• _OBJECTIVE_:
Update the items below by changing every "Target" to "Label", and reproduce them with nothing else altered.

(Stored items)
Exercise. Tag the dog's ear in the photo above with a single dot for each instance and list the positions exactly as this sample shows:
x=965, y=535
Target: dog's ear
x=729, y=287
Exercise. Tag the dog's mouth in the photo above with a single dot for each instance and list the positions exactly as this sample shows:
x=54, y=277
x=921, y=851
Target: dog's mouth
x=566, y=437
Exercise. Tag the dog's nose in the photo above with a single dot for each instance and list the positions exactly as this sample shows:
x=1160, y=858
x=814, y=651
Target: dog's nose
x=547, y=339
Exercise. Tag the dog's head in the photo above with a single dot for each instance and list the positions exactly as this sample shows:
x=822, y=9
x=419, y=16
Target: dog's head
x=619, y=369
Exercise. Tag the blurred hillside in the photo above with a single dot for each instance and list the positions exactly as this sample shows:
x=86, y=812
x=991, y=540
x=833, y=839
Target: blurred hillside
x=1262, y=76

• _ANSWER TO THE TASK_:
Exercise. Tag the dog's ear in the photo above with a single dot for each instance and list the positions exactly as this sample shows:
x=965, y=535
Label: dog's ear
x=729, y=287
Exercise. Tag the dog's mouth in the photo above with a single dot for each instance and list the positions exactly as this sample shows:
x=54, y=277
x=921, y=851
Label: dog's mouth
x=566, y=437
Exercise. Tag the dog's nose in the photo above with a single dot for each instance and list the positions exactly as this sample shows:
x=1160, y=858
x=814, y=651
Label: dog's nose
x=547, y=339
Exercise. Tag the dog's head in the photo above with a single dot for each instance and list the positions exactly as this sample shows:
x=822, y=9
x=419, y=16
Label: dog's head
x=619, y=369
Exercise. Tag the blurred hillside in the photo above with a single dot for each instance and list the positions exactly as this sample shows:
x=86, y=812
x=991, y=540
x=833, y=839
Label: blurred hillside
x=1262, y=76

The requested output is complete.